# GOAL OF THE EXERCISE
Filter the entries for the string "windshield". Copy each line that has it.

Collected data

____

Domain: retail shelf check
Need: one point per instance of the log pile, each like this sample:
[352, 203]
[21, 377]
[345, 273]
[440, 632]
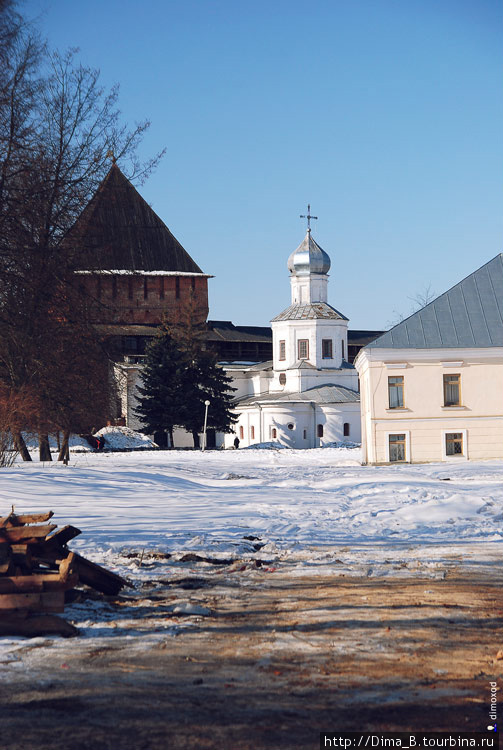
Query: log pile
[38, 573]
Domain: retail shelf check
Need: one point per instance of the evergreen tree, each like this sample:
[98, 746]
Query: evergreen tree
[162, 396]
[203, 379]
[180, 374]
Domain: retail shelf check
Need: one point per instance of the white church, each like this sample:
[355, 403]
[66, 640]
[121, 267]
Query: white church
[308, 395]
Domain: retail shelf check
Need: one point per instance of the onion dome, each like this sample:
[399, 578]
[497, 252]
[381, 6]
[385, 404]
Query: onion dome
[308, 258]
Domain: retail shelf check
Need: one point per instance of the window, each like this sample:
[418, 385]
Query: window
[453, 443]
[326, 349]
[397, 448]
[452, 390]
[395, 392]
[303, 348]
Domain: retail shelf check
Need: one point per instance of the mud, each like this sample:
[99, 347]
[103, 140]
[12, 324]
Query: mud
[276, 660]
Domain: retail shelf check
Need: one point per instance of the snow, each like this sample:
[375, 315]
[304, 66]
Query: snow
[311, 511]
[125, 439]
[116, 439]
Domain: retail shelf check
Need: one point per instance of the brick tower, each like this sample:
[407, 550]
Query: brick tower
[134, 270]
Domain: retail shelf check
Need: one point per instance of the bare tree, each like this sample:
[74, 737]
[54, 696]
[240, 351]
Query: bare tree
[419, 300]
[58, 129]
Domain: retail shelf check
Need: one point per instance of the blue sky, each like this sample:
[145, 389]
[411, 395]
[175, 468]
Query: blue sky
[385, 115]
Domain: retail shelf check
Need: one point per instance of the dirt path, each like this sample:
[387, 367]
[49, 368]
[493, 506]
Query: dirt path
[278, 659]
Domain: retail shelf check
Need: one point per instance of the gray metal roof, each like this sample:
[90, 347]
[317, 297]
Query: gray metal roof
[314, 311]
[320, 394]
[468, 315]
[256, 366]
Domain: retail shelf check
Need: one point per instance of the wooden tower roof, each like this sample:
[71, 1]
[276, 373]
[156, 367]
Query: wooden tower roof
[119, 231]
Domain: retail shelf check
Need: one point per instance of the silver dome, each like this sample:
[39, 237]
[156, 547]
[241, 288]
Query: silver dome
[308, 258]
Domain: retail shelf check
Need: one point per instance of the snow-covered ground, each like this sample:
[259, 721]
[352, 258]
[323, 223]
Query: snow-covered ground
[314, 511]
[293, 501]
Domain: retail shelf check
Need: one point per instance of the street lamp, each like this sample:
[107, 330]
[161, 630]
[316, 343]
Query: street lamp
[206, 404]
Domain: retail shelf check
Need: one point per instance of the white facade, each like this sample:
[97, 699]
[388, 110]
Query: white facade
[432, 387]
[426, 422]
[308, 395]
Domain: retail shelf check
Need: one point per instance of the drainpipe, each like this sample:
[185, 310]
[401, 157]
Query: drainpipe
[314, 427]
[260, 422]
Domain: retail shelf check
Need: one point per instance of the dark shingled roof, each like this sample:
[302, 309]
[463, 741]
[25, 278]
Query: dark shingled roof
[119, 231]
[468, 315]
[312, 311]
[319, 394]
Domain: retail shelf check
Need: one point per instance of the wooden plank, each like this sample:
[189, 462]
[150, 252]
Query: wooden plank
[36, 582]
[21, 554]
[52, 601]
[21, 584]
[36, 625]
[68, 567]
[7, 567]
[20, 601]
[4, 550]
[98, 578]
[16, 534]
[44, 601]
[62, 537]
[18, 520]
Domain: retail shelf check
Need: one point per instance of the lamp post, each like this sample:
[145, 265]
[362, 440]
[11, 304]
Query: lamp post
[206, 404]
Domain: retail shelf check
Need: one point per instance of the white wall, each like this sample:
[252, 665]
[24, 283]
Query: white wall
[424, 417]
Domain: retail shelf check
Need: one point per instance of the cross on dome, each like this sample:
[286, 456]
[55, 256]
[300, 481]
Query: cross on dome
[308, 216]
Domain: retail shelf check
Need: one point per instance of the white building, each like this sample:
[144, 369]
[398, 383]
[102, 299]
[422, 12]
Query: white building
[432, 386]
[308, 395]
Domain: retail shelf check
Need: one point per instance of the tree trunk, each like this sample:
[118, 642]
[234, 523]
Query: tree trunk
[64, 451]
[44, 452]
[21, 446]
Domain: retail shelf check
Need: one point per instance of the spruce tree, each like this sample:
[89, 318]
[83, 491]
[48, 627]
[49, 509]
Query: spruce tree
[162, 395]
[203, 379]
[180, 374]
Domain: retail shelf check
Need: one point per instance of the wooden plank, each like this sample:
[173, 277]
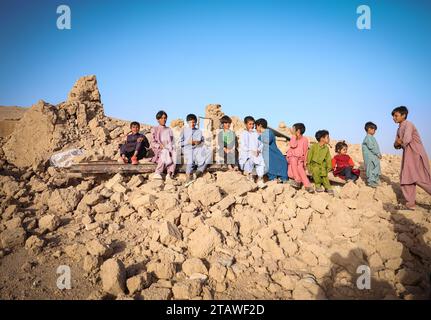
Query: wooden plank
[279, 134]
[108, 167]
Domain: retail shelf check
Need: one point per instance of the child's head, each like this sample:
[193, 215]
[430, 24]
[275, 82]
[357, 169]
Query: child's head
[341, 147]
[226, 121]
[135, 127]
[322, 136]
[299, 129]
[249, 123]
[400, 114]
[370, 128]
[161, 117]
[191, 120]
[261, 125]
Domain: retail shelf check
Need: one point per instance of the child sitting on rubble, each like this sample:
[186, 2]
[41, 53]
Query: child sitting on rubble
[162, 144]
[297, 158]
[227, 144]
[319, 162]
[194, 149]
[250, 152]
[134, 146]
[275, 162]
[343, 165]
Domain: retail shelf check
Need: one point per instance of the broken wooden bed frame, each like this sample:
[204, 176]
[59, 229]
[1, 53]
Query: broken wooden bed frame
[113, 167]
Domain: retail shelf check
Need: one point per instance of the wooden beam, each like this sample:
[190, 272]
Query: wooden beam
[108, 167]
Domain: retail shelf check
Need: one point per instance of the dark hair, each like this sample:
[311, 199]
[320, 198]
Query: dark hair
[370, 125]
[160, 114]
[262, 122]
[321, 134]
[248, 119]
[340, 145]
[300, 127]
[225, 119]
[191, 117]
[401, 110]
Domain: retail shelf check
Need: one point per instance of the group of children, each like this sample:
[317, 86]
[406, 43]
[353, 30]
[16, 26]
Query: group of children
[258, 153]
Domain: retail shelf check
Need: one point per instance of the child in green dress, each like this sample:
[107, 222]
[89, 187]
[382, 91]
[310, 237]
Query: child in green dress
[319, 162]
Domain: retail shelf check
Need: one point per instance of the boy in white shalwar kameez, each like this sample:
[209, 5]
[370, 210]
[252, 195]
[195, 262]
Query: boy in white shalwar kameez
[194, 150]
[250, 152]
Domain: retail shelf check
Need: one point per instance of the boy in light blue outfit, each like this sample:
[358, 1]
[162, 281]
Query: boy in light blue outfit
[372, 156]
[194, 150]
[250, 152]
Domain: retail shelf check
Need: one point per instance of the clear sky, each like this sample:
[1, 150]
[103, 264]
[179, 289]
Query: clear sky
[292, 61]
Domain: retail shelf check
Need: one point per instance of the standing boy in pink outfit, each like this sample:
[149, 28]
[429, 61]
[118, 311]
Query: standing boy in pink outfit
[415, 167]
[297, 158]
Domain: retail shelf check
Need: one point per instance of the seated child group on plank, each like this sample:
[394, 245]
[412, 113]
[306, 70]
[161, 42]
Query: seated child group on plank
[257, 154]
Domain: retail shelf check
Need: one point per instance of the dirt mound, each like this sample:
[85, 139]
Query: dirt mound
[128, 237]
[9, 116]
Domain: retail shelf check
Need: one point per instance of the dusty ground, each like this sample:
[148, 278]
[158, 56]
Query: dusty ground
[128, 237]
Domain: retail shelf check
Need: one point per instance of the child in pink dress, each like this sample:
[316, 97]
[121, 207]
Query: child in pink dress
[297, 158]
[415, 167]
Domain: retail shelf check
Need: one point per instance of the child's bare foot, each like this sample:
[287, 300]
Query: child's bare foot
[122, 160]
[157, 176]
[250, 177]
[330, 191]
[190, 179]
[309, 189]
[295, 184]
[135, 160]
[261, 184]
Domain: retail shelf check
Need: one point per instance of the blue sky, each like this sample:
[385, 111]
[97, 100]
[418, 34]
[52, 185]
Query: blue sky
[292, 61]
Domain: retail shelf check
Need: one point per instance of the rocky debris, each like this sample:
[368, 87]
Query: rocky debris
[138, 283]
[34, 244]
[186, 290]
[63, 200]
[204, 194]
[96, 248]
[85, 89]
[113, 275]
[12, 238]
[220, 238]
[156, 293]
[169, 233]
[194, 265]
[49, 223]
[203, 241]
[162, 270]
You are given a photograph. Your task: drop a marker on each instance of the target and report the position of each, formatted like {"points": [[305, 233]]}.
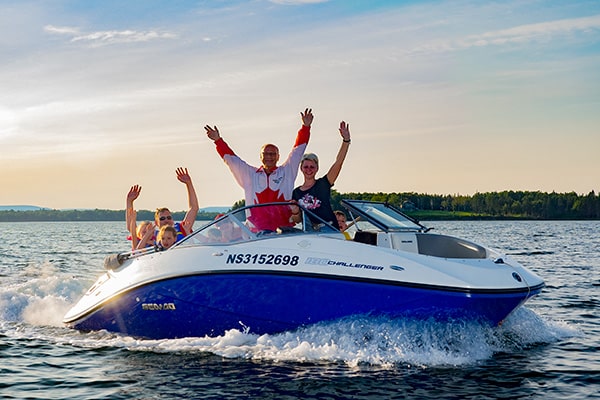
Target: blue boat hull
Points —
{"points": [[210, 304]]}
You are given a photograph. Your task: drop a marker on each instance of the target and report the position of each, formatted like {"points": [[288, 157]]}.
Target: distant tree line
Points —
{"points": [[506, 204]]}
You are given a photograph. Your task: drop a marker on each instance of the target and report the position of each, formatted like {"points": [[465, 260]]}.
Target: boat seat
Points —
{"points": [[448, 247], [366, 237]]}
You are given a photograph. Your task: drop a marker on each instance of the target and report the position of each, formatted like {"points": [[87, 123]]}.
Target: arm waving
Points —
{"points": [[335, 169]]}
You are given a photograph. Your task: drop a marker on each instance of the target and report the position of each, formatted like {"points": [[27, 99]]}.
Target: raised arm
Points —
{"points": [[222, 147], [130, 215], [190, 217], [304, 132], [335, 169]]}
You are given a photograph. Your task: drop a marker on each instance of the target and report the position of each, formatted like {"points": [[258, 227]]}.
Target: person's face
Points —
{"points": [[167, 240], [164, 218], [269, 156], [309, 168], [145, 229]]}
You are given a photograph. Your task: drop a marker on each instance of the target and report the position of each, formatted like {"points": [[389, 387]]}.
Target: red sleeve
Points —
{"points": [[223, 148], [303, 136]]}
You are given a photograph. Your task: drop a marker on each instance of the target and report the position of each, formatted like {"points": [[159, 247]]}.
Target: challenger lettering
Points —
{"points": [[266, 259]]}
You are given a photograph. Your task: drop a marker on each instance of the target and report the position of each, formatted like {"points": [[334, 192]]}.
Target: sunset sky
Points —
{"points": [[442, 97]]}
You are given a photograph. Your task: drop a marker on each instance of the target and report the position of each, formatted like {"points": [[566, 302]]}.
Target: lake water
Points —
{"points": [[549, 349]]}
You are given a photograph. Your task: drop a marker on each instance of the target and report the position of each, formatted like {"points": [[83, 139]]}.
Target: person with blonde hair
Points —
{"points": [[167, 236], [315, 194]]}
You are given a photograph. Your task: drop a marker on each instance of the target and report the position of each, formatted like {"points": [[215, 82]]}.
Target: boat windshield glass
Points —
{"points": [[383, 215], [257, 221]]}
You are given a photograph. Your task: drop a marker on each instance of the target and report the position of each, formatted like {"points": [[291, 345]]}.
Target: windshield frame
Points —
{"points": [[383, 215]]}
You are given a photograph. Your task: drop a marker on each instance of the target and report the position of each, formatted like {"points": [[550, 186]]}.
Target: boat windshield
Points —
{"points": [[382, 215], [257, 221]]}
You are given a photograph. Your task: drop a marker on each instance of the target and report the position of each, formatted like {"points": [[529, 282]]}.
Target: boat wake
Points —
{"points": [[32, 307]]}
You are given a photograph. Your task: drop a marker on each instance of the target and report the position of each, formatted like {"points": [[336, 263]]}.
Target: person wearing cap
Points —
{"points": [[315, 194], [269, 182]]}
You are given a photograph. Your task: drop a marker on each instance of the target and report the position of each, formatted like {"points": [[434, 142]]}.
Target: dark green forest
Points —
{"points": [[494, 205]]}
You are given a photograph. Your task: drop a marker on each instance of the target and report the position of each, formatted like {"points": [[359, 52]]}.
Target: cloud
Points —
{"points": [[103, 38], [540, 32], [297, 2], [533, 32]]}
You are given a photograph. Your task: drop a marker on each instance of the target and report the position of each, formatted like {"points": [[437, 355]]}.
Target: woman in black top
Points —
{"points": [[315, 194]]}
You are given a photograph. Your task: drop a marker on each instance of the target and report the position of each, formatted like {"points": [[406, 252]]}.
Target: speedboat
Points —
{"points": [[233, 274]]}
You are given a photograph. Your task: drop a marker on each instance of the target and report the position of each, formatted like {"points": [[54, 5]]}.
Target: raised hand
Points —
{"points": [[307, 117], [134, 193], [212, 132], [183, 176], [345, 131]]}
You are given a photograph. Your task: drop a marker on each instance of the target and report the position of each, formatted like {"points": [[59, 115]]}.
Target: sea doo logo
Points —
{"points": [[158, 306]]}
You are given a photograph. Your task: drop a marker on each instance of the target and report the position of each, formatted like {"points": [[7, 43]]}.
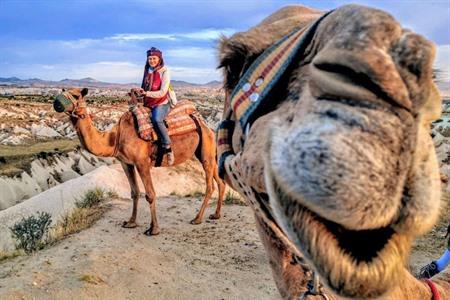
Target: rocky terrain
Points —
{"points": [[216, 260], [39, 147]]}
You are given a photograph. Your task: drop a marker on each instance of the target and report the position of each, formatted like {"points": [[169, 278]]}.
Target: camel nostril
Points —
{"points": [[58, 106]]}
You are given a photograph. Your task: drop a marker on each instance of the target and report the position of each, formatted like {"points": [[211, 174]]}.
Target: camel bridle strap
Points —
{"points": [[250, 93], [256, 84], [434, 289]]}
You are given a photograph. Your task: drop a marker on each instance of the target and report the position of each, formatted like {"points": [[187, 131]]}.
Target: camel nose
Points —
{"points": [[344, 174], [61, 103]]}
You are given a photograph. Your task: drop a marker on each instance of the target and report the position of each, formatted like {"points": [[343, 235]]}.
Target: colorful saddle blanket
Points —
{"points": [[179, 121]]}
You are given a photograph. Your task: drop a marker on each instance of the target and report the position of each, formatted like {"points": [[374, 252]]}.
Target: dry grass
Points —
{"points": [[87, 211], [9, 255], [92, 279], [17, 159]]}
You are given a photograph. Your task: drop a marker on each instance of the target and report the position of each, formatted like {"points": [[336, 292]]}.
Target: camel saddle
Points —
{"points": [[180, 120]]}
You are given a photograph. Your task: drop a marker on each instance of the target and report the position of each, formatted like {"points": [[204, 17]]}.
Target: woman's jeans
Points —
{"points": [[159, 113]]}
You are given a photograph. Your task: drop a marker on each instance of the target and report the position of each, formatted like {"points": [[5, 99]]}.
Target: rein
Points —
{"points": [[434, 291]]}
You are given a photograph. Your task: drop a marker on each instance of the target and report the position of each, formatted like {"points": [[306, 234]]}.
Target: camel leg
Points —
{"points": [[221, 186], [131, 176], [150, 196], [209, 172]]}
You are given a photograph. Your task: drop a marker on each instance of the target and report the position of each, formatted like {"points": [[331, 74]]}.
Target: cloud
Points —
{"points": [[108, 71], [206, 34], [195, 75], [442, 62]]}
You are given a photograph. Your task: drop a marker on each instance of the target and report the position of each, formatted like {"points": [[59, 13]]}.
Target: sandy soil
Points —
{"points": [[220, 259]]}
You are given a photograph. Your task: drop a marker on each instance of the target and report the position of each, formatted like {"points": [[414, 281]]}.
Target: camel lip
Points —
{"points": [[355, 263]]}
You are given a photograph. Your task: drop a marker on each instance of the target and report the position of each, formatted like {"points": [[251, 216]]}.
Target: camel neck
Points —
{"points": [[96, 142]]}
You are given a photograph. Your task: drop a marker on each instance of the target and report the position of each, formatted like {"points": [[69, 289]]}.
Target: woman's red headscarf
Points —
{"points": [[151, 52]]}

____

# RESPONSE
Target: boat windshield glass
Target: windshield frame
Target: boat windshield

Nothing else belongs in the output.